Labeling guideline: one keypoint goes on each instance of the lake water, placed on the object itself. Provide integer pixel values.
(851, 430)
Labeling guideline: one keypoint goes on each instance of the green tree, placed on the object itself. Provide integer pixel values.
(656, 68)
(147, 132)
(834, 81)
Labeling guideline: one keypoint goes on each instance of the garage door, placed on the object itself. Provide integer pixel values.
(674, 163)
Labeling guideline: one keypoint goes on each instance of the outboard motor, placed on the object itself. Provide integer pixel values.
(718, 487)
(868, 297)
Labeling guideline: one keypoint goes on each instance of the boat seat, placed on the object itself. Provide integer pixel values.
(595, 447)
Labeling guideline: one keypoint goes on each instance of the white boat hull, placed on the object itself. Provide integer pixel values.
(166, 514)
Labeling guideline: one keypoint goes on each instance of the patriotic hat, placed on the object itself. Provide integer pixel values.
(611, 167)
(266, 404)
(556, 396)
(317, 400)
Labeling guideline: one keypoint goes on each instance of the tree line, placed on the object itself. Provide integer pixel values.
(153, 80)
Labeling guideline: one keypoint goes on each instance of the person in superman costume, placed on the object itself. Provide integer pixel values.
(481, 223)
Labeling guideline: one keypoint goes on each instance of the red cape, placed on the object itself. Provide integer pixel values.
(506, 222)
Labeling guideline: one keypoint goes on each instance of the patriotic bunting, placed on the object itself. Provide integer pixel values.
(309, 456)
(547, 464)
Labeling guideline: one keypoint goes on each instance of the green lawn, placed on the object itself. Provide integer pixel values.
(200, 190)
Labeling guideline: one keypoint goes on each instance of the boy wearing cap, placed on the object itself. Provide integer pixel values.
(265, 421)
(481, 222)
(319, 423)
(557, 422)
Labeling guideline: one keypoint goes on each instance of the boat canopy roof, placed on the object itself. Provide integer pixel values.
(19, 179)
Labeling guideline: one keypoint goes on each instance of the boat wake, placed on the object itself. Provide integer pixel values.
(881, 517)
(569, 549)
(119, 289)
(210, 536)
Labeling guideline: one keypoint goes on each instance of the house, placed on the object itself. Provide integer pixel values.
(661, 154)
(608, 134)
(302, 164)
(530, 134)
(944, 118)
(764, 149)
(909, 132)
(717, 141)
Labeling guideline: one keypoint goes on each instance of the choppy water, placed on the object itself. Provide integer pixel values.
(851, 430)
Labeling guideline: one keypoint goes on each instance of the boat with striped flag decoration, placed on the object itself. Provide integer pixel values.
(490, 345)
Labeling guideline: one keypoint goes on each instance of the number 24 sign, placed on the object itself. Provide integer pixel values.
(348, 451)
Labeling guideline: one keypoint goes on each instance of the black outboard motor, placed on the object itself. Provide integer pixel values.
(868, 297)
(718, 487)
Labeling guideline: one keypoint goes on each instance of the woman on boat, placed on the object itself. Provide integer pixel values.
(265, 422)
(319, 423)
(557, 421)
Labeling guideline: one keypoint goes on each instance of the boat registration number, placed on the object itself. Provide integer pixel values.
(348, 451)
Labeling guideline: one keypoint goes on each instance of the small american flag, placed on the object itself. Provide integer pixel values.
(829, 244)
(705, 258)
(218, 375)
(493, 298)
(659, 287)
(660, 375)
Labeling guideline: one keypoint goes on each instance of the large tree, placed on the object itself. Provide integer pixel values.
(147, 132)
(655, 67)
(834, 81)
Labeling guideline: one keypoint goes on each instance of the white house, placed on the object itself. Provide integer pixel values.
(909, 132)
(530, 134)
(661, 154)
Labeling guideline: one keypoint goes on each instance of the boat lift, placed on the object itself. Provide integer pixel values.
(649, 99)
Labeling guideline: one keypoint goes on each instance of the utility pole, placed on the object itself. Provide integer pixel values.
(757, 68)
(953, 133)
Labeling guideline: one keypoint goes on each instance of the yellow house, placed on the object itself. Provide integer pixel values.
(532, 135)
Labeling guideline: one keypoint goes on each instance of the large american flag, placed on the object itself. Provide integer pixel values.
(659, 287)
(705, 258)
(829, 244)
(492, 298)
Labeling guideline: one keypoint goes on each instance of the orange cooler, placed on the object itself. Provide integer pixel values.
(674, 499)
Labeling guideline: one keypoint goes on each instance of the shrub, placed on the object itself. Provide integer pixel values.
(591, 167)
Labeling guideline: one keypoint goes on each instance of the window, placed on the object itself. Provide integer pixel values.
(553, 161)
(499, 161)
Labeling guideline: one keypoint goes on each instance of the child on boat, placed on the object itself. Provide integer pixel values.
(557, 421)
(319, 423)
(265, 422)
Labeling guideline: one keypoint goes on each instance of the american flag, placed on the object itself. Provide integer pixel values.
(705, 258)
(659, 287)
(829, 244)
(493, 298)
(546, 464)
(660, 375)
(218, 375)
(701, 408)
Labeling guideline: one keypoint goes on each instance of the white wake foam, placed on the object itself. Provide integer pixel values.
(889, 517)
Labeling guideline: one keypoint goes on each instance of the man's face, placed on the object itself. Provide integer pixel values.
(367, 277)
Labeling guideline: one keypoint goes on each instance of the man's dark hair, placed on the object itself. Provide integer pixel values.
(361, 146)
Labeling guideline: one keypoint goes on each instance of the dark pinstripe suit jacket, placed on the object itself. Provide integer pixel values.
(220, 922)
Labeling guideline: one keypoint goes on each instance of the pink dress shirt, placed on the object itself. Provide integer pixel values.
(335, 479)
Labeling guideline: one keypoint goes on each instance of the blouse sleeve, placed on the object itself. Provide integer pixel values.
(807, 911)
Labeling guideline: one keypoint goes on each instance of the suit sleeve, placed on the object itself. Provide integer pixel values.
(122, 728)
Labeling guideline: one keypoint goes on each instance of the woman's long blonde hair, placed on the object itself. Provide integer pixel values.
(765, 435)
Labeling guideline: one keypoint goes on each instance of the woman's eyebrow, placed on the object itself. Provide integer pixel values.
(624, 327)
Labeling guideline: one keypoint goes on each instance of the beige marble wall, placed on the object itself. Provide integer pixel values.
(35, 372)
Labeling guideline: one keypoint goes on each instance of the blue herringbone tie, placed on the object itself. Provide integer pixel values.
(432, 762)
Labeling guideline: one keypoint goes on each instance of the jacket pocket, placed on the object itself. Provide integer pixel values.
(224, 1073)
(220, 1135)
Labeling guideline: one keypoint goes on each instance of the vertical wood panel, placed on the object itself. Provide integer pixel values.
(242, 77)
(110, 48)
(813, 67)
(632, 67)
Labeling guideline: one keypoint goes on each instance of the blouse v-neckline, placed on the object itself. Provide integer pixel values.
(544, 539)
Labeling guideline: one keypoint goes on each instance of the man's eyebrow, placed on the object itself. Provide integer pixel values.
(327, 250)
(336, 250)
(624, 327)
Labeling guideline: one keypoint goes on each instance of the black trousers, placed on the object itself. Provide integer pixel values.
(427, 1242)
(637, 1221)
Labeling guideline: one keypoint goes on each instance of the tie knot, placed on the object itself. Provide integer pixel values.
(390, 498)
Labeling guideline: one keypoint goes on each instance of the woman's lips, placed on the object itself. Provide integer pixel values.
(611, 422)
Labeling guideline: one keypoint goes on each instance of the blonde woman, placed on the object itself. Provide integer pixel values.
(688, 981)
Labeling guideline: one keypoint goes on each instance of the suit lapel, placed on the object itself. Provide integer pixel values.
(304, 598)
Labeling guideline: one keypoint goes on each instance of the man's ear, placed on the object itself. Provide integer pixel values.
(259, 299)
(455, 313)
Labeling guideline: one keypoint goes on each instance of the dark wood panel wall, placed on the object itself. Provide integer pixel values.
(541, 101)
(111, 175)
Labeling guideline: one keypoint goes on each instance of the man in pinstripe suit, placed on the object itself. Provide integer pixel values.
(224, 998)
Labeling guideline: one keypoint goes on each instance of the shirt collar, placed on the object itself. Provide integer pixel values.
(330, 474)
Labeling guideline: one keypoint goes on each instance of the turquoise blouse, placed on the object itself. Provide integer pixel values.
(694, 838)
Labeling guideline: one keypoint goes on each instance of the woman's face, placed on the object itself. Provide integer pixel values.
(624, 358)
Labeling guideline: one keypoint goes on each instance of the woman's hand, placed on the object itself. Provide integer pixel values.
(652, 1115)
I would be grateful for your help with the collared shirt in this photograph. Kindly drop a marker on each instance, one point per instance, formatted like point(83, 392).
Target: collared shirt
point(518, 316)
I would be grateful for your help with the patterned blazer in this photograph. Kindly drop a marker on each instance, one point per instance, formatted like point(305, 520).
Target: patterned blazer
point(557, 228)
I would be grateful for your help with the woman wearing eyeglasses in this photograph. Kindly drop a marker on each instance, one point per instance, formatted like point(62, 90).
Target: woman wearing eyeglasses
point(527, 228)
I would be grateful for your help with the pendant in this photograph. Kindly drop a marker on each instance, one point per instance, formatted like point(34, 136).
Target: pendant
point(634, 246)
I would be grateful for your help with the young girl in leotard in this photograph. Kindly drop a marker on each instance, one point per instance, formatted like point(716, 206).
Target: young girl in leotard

^^^^^^^^

EXERCISE OBJECTIVE: Reproduce precisely the span of lines that begins at the line containing "man's ear, placed" and ends with the last line of the listing.

WRITTEN SOLUTION:
Labeling guideline: one keypoint goes on each instance of the man's ear, placed on the object itself. Provide integer pixel values.
(259, 299)
(455, 313)
Labeling guideline: one keypoint goes on each instance of the dark wood panel wall, placed on the object itself. Provide integer pixel values.
(541, 101)
(111, 175)
Labeling guideline: one keypoint goes on each instance of the man in pinstripe suit, placed on the object itself. Provide integer pixel values.
(224, 998)
Labeling guideline: one keypoint goes on each instance of the shirt collar, placed on the object itself. Provide integer pixel values.
(330, 474)
Labeling guideline: one keypoint goes on each instance of the turquoise blouse, placed on the object itself. Provide integer pixel values.
(694, 838)
Labeling guideline: one keypoint goes on each instance of the woman's face, placed on the object itself. Provide integer pixel values.
(624, 358)
Labeling guideline: one keypoint goes on each instance of the woman's hand, placed on the object itself. Provide integer pixel values.
(652, 1115)
I would be grateful for your help with the collared shirt in this photograph. Kindly drop a marker on each instance, one point per instance, formatted like point(83, 392).
Target: collared shirt
point(518, 316)
I would be grateful for your help with the patterned blazer in this photograph. Kindly drop a marker on each instance, one point per instance, formatted like point(305, 520).
Target: patterned blazer
point(557, 228)
I would be grateful for your help with the woman wearing eyeglasses in this photograph. Kindly drop a marker on each instance, one point per instance, formatted like point(62, 90).
Target: woman wearing eyeglasses
point(527, 228)
I would be grateful for your help with the pendant in this photograph. Kindly drop a marker on each instance, one point per instance, formatted like point(34, 136).
Target: pendant
point(634, 246)
I would be grateful for your help with the young girl in leotard in this photograph. Kindly drop a marker on each instance, one point per instance, formatted like point(716, 206).
Target: young girl in leotard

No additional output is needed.